RECORDS =
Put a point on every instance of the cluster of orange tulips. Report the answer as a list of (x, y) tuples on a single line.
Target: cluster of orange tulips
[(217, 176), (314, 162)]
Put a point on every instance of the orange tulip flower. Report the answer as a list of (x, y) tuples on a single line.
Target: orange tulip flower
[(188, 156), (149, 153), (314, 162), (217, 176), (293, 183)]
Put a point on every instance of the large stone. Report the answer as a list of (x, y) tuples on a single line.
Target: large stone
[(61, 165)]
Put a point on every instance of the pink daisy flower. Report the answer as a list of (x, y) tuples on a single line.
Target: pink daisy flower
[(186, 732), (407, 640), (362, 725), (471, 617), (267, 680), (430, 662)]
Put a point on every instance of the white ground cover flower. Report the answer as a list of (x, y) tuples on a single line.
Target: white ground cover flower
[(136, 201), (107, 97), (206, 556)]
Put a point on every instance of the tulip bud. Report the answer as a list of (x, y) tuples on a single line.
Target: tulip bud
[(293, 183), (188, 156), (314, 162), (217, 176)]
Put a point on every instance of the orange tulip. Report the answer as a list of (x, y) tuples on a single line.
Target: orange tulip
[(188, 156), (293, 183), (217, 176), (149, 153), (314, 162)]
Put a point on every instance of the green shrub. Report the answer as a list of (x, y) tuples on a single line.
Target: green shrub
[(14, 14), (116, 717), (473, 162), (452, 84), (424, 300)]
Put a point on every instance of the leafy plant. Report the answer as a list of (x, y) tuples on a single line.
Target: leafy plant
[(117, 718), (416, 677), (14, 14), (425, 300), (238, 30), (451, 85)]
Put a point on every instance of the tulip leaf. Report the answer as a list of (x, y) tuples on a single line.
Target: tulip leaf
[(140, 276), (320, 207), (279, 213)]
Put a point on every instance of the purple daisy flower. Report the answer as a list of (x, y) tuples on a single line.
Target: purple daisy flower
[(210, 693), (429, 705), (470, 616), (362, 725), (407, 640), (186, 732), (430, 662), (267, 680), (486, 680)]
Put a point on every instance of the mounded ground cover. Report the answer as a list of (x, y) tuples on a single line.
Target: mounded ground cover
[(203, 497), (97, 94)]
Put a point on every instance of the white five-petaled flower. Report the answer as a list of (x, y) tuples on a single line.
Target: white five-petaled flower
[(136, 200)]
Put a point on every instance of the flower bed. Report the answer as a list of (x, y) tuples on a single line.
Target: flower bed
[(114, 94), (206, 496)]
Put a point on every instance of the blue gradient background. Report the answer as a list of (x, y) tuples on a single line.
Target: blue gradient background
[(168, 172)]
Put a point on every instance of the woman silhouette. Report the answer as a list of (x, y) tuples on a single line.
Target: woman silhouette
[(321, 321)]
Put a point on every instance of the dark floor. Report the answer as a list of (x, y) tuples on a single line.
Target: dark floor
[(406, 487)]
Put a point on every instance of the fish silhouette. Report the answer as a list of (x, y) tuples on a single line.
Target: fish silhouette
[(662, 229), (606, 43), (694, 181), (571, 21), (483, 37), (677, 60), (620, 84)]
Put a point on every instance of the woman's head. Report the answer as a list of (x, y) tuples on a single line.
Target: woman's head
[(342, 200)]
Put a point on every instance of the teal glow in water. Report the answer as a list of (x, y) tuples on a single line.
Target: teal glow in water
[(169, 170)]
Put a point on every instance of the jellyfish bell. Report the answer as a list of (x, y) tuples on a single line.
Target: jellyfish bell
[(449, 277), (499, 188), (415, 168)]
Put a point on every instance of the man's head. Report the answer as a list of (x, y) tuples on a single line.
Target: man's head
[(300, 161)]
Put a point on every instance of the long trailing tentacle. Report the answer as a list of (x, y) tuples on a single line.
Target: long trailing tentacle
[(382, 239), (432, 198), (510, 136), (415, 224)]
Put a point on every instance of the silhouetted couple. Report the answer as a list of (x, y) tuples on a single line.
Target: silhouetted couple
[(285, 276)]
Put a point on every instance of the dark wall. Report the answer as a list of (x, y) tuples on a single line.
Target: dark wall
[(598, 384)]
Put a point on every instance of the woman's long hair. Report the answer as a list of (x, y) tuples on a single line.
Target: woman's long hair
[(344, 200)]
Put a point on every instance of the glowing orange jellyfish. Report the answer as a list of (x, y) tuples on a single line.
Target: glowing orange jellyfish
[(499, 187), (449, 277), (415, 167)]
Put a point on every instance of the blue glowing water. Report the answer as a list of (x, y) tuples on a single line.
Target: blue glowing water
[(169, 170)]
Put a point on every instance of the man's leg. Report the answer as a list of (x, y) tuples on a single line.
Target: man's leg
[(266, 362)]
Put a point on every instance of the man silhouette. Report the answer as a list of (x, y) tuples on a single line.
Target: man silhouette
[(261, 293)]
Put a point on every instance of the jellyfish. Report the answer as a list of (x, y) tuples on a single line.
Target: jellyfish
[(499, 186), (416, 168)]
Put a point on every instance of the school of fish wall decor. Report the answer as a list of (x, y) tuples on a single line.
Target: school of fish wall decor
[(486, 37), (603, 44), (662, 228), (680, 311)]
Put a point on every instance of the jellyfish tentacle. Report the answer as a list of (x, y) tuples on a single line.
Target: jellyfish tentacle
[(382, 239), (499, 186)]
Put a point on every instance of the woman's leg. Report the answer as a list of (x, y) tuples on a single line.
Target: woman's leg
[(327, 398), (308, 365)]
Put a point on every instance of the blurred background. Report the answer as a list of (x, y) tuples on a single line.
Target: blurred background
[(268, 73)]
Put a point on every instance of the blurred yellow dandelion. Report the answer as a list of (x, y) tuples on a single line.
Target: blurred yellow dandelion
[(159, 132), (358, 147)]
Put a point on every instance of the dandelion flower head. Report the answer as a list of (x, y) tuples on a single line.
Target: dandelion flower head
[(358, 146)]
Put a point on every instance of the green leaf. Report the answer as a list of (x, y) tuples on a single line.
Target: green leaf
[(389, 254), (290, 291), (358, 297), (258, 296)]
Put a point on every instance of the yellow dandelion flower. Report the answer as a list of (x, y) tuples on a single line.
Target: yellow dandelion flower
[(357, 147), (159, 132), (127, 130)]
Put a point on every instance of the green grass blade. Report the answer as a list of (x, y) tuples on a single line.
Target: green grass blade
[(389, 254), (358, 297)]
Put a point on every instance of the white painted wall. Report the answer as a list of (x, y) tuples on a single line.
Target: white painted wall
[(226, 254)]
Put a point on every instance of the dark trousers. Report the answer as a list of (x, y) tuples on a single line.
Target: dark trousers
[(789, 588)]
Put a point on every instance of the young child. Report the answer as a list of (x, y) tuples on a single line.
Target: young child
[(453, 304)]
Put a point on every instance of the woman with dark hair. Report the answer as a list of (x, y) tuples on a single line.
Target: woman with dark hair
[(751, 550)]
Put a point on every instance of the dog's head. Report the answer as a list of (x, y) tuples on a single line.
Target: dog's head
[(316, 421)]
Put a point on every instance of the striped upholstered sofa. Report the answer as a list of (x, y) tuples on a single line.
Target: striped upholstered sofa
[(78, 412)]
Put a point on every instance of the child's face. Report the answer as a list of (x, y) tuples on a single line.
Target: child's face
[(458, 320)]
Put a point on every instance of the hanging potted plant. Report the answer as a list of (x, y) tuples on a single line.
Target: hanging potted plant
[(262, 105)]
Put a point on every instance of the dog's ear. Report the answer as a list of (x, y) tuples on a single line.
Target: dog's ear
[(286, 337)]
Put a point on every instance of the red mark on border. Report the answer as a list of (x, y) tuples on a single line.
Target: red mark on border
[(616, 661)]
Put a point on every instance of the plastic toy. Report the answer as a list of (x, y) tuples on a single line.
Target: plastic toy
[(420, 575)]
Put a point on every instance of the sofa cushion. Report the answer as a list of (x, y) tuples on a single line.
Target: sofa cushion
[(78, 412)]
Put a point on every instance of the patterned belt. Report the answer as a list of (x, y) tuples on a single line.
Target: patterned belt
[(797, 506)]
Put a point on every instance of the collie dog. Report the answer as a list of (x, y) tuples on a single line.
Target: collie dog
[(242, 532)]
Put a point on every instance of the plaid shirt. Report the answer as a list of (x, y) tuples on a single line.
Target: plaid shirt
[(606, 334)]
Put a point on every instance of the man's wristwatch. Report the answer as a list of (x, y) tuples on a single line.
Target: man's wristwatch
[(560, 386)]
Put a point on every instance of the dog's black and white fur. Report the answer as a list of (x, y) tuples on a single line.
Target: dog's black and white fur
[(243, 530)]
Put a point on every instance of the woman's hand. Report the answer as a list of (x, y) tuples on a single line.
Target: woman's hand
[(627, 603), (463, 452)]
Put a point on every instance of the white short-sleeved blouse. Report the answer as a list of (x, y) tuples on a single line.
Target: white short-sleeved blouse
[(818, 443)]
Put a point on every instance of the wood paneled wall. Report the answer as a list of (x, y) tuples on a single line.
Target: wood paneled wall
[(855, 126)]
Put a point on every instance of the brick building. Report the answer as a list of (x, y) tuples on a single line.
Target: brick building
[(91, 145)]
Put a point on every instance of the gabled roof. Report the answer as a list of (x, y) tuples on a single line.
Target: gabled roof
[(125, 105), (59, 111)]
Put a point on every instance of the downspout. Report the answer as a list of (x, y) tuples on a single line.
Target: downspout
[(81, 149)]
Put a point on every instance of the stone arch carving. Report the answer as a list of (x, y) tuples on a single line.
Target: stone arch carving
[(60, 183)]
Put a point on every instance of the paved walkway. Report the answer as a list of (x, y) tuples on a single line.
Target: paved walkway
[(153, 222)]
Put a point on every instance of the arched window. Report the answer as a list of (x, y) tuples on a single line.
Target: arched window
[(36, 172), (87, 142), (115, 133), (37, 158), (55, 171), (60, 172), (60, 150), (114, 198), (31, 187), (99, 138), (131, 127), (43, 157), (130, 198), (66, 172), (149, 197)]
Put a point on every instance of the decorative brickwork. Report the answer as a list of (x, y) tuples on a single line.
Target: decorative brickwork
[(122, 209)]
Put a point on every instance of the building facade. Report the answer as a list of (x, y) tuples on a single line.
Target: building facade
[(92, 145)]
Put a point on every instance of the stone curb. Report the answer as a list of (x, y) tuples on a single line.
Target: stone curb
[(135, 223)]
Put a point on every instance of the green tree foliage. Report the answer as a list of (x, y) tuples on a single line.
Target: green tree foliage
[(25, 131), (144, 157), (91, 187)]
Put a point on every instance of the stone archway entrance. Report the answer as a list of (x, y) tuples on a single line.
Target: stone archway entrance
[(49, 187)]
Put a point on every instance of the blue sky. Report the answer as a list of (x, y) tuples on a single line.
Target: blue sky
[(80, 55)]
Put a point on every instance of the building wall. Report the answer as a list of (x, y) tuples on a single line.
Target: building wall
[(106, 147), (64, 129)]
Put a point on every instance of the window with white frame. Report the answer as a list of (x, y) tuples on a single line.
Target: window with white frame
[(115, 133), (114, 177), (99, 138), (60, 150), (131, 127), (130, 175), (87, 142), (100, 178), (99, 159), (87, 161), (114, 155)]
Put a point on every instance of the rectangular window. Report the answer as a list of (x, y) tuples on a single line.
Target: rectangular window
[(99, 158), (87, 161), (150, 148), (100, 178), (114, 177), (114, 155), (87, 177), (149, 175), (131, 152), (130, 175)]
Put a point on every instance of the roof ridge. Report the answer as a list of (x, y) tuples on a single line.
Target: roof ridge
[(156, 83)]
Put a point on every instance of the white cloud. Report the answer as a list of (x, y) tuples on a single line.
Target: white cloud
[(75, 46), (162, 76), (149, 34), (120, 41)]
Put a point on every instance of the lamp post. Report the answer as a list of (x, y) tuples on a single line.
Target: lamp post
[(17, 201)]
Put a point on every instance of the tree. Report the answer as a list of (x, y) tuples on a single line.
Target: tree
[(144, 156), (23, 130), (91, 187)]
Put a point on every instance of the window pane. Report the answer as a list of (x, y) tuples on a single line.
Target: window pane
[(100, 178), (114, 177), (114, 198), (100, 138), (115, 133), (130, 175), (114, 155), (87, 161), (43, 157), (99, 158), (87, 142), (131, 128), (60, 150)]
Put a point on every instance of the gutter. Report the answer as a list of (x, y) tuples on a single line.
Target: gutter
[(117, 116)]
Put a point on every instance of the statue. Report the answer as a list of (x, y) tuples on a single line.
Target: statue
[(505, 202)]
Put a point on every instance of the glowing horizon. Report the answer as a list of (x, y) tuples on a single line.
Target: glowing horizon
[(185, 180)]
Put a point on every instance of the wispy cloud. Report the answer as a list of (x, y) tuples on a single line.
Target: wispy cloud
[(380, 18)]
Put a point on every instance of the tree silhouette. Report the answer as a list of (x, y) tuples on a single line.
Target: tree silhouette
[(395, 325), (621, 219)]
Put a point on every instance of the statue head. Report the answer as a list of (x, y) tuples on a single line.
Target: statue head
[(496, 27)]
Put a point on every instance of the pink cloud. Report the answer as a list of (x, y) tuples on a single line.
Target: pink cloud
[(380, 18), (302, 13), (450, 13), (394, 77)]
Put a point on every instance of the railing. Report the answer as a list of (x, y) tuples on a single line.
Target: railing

REQUIRED WORK =
Look above for the line containing "Put a point on every instance of the tree.", then transcribe it and all lines after it through the last, exactly and with nothing else.

SOLUTION FOR THIS EXERCISE =
Put a point on every instance of the tree. Report the answer as a list of (x, y) tuples on a single line.
Target: tree
[(144, 156), (23, 130), (91, 187)]
Put a point on every instance of the window pane. Report the answer as a list of (x, y) tuples on a single line.
Target: window pane
[(100, 178), (114, 177), (114, 198), (100, 138), (115, 133), (130, 175), (114, 155), (87, 161), (43, 157), (99, 158), (87, 142), (131, 128), (60, 150)]
Put a point on every instance of the gutter. Report the answer as a list of (x, y) tuples on a single line.
Target: gutter
[(117, 116)]
Put a point on every instance of the statue. Report the answer as a list of (x, y) tuples on a single line.
Target: statue
[(505, 202)]
Put a point on every instance of the glowing horizon. Report the answer as a list of (x, y) tuples on a single line.
Target: glowing horizon
[(185, 180)]
Put a point on every instance of the wispy cloud. Report the answer as a list of (x, y) tuples on a single line.
Target: wispy cloud
[(380, 18)]
Put a point on every instance of the tree silhouette. Report the answer as a list of (x, y) tuples on a single line.
Target: tree silhouette
[(395, 325), (621, 219)]
Put a point on every instance of the statue head. Report the answer as a list of (x, y) tuples on a single line.
Target: statue head
[(496, 27)]
Put a point on every instance of the pink cloud. Report the answer as a list of (x, y) tuples on a single line.
Target: pink cloud
[(380, 18), (302, 13), (450, 13), (394, 77)]
Put a point on every instance of the railing. Report the answer as a list of (x, y) tuples on a single line.
Target: railing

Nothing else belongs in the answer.